## FUENTE
******************************
Elegí el tema de la interacción entre el escritor y el lector para esta reflexión porque considero que es clave tanto en el proceso literario como en la experiencia de la lectura. Al explorar cómo estos dos roles se complementan y enriquecen mutuamente, me di cuenta de que esta dinámica convierte la obra escrita en una experiencia viva, siempre en transformación.
El escritor, al igual que un pintor, moldea una obra con palabras, dotándola de rasgos, colores y formas. Ya sea poesía, teatro o narrativa, cada palabra se convierte en un trazo que da forma a los personajes, la trama y las emociones que quiere transmitir. Sin embargo, este marco nunca está cerrado. El lector, como un espectador ante una obra teatral, no se limita a observar pasivamente. Al sumergirse en la obra, reinterpreta, visualiza y reconstruye la historia, aportando su propio sentido a las palabras. De esta manera, como un espectador que enriquece la interpretación de un cuadro, el lector contribuye a que la obra cobre nuevos significados, porque el texto escrito no es un producto fijo, sino un proceso en constante evolución, donde se fusionan la visión del autor y la interpretación del lector.
El escritor, en su rol, es como un guía de montaña. Traza el sendero, marca los hitos y establece las rutas que guiarán la travesía narrativa o poética. Es el encargado de orientar, definir la dirección y señalar los puntos clave de palabras, frases y versos. Prepara el camino, precisando las etapas y los desafíos por enfrentar. No obstante, el lector, en su papel de escalador, es quien avanza, tomando las decisiones sobre cómo sortear los obstáculos y disfrutar del paisaje. Enfrenta los retos del texto, eligiendo el ritmo de su ascenso y explorando el terreno narrativo o poético desde su propia perspectiva.
******************************
## TAREAS PROPUESTAS
**A)** Responde estas preguntas sobre la reflexión del escritor y el lector:
(i) ¿Con qué artista se compara al escritor al comienzo del segundo párrafo?
(ii) ¿Qué papel se le da al lector cuando al escritor se le compara con un guía de montaña?
(iii) ¿Qué tres géneros se nombran en la frase que empieza con "Ya sea"?
**B)** Según la reflexión del escritor y el lector, ¿por qué el lector ayuda a que la obra tome nuevos significados? Explícalo en una a tres oraciones.
**C)** Copia de la reflexión del escritor y el lector el fragmento que va desde "El escritor, al" hasta "interpretación del lector.".

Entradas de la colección
******************************
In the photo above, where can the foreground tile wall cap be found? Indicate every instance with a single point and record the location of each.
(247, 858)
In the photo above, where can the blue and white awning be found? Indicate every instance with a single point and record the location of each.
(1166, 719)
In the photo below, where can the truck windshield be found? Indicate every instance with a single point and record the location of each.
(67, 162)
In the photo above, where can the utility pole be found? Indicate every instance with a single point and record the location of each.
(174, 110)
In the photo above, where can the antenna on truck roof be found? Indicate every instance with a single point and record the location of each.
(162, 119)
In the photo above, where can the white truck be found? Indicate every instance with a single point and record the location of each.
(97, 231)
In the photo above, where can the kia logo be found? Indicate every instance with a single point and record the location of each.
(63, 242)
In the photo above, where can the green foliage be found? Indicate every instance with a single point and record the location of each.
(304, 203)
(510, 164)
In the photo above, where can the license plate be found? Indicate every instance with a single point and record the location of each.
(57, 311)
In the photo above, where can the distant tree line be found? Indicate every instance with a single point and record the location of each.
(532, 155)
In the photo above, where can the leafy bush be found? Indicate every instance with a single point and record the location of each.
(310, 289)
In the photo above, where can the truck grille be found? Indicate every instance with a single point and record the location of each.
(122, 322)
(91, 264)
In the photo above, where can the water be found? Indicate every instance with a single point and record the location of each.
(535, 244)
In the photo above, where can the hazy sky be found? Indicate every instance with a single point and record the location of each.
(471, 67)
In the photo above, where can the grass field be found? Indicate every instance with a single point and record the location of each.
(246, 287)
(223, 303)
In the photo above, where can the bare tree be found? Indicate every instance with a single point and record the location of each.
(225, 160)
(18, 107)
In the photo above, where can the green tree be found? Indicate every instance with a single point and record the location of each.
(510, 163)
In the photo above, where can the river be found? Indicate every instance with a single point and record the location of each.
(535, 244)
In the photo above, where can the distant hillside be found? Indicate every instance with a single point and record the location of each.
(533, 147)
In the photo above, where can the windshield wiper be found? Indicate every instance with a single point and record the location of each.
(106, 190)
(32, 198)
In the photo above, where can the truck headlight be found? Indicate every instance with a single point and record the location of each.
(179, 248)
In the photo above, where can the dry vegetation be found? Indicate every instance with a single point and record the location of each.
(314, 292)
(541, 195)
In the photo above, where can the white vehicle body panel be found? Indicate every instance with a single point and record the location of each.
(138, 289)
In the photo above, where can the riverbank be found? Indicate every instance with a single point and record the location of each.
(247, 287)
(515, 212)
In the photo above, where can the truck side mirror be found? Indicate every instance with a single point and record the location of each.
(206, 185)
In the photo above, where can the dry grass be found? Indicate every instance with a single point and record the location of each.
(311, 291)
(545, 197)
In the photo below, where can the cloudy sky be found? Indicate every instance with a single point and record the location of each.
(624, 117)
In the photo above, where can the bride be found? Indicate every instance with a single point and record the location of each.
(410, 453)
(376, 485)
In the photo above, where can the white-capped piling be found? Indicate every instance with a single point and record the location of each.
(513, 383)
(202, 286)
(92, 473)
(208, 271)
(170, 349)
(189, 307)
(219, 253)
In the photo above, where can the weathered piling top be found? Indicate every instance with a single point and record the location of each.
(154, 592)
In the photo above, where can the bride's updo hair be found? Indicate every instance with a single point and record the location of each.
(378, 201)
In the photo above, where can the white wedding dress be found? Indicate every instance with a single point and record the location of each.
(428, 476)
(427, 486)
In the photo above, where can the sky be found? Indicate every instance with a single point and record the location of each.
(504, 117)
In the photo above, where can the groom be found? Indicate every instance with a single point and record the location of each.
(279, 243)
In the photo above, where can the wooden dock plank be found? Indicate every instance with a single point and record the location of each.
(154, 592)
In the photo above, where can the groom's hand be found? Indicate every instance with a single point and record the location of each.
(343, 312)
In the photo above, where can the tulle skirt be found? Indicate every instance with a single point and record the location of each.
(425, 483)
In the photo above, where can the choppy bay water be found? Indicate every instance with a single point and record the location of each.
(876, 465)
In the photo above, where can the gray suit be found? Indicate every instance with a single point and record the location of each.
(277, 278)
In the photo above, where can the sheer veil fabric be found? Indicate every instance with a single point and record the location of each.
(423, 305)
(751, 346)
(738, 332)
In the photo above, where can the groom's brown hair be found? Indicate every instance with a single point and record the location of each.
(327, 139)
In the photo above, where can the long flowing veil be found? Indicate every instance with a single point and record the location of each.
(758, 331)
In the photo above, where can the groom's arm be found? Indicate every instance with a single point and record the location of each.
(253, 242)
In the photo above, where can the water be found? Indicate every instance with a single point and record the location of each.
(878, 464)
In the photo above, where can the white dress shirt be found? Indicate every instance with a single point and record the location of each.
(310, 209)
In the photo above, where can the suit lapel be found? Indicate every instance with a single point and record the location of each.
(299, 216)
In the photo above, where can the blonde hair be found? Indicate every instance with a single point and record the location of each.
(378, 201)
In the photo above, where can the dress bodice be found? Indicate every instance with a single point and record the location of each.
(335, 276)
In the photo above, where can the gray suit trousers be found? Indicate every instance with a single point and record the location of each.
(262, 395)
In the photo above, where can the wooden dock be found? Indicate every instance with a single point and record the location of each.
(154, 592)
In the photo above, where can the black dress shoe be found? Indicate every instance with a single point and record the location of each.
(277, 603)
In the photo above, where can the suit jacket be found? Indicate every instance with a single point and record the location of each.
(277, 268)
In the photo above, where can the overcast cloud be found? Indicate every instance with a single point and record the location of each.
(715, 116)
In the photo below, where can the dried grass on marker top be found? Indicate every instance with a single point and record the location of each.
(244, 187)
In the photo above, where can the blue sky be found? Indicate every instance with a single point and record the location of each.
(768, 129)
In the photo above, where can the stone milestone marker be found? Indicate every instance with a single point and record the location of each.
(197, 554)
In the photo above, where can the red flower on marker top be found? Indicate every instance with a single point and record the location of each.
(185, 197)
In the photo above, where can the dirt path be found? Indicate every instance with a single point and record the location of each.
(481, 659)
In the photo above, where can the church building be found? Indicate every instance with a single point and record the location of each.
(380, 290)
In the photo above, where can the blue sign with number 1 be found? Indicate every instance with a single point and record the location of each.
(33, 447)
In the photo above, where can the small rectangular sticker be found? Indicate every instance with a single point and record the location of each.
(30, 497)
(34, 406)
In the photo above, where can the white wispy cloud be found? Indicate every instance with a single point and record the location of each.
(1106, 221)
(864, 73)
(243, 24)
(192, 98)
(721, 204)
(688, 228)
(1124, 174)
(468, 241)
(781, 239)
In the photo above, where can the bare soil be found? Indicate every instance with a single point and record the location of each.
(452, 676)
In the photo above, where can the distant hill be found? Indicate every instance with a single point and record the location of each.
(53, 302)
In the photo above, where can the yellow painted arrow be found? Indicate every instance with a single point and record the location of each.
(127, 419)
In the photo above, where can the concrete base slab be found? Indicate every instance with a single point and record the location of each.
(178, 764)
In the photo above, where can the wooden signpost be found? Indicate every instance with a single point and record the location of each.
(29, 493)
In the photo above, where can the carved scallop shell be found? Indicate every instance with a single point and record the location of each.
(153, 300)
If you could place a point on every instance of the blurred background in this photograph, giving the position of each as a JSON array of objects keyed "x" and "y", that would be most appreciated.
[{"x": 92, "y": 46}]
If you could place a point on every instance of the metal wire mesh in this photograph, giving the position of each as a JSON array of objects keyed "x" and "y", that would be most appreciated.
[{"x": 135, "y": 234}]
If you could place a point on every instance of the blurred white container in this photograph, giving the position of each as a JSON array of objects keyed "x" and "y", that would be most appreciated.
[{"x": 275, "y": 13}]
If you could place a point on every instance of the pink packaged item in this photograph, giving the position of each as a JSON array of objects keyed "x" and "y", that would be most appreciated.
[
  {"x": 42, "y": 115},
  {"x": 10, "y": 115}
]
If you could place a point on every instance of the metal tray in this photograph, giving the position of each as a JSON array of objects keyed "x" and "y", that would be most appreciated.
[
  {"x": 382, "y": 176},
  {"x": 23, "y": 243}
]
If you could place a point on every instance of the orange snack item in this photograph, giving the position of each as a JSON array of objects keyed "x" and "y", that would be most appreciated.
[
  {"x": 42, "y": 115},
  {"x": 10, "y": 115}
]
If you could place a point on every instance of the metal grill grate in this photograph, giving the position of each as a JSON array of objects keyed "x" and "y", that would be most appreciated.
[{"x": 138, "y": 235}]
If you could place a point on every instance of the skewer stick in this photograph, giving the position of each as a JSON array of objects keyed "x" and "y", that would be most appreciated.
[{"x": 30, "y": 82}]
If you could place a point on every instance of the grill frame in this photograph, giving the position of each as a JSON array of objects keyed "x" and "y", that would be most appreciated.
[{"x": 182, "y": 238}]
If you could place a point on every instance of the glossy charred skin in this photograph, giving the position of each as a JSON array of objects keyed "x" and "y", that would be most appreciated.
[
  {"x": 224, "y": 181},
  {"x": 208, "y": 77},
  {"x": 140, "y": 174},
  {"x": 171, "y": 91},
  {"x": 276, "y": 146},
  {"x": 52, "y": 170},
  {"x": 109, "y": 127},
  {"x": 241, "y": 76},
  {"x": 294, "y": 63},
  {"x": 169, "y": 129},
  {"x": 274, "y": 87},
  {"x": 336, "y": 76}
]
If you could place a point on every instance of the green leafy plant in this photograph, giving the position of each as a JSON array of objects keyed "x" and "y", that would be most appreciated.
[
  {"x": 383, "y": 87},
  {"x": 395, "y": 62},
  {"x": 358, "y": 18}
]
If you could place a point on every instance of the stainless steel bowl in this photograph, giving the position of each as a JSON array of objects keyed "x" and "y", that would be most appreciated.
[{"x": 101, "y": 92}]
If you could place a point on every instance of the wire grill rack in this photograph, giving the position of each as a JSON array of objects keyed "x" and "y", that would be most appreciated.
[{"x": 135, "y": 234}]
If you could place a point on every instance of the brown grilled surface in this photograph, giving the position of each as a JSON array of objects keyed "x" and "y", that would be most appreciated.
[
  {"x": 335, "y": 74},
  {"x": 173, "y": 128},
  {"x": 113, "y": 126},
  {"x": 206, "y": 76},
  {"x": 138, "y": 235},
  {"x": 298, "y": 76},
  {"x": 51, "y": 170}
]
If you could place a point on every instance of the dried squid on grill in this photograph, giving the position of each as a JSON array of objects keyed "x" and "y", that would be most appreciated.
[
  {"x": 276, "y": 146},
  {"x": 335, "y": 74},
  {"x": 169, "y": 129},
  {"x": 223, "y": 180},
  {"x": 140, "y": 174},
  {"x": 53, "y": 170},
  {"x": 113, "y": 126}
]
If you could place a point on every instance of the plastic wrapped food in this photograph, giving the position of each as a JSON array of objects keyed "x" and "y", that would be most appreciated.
******************************
## RESPUESTAS POR TAREA
**A)**
(i) Con un pintor.
(ii) El de escalador.
(iii) Poesía, teatro y narrativa.

**B)** Porque el texto escrito no es un producto fijo, sino un proceso que cambia siempre. En ese proceso se juntan la visión del autor y la interpretación del lector.

**C)**
El escritor, al igual que un pintor, moldea una obra con palabras, dotándola de rasgos, colores y formas. Ya sea poesía, teatro o narrativa, cada palabra se convierte en un trazo que da forma a los personajes, la trama y las emociones que quiere transmitir. Sin embargo, este marco nunca está cerrado. El lector, como un espectador ante una obra teatral, no se limita a observar pasivamente. Al sumergirse en la obra, reinterpreta, visualiza y reconstruye la historia, aportando su propio sentido a las palabras. De esta manera, como un espectador que enriquece la interpretación de un cuadro, el lector contribuye a que la obra cobre nuevos significados, porque el texto escrito no es un producto fijo, sino un proceso en constante evolución, donde se fusionan la visión del autor y la interpretación del lector.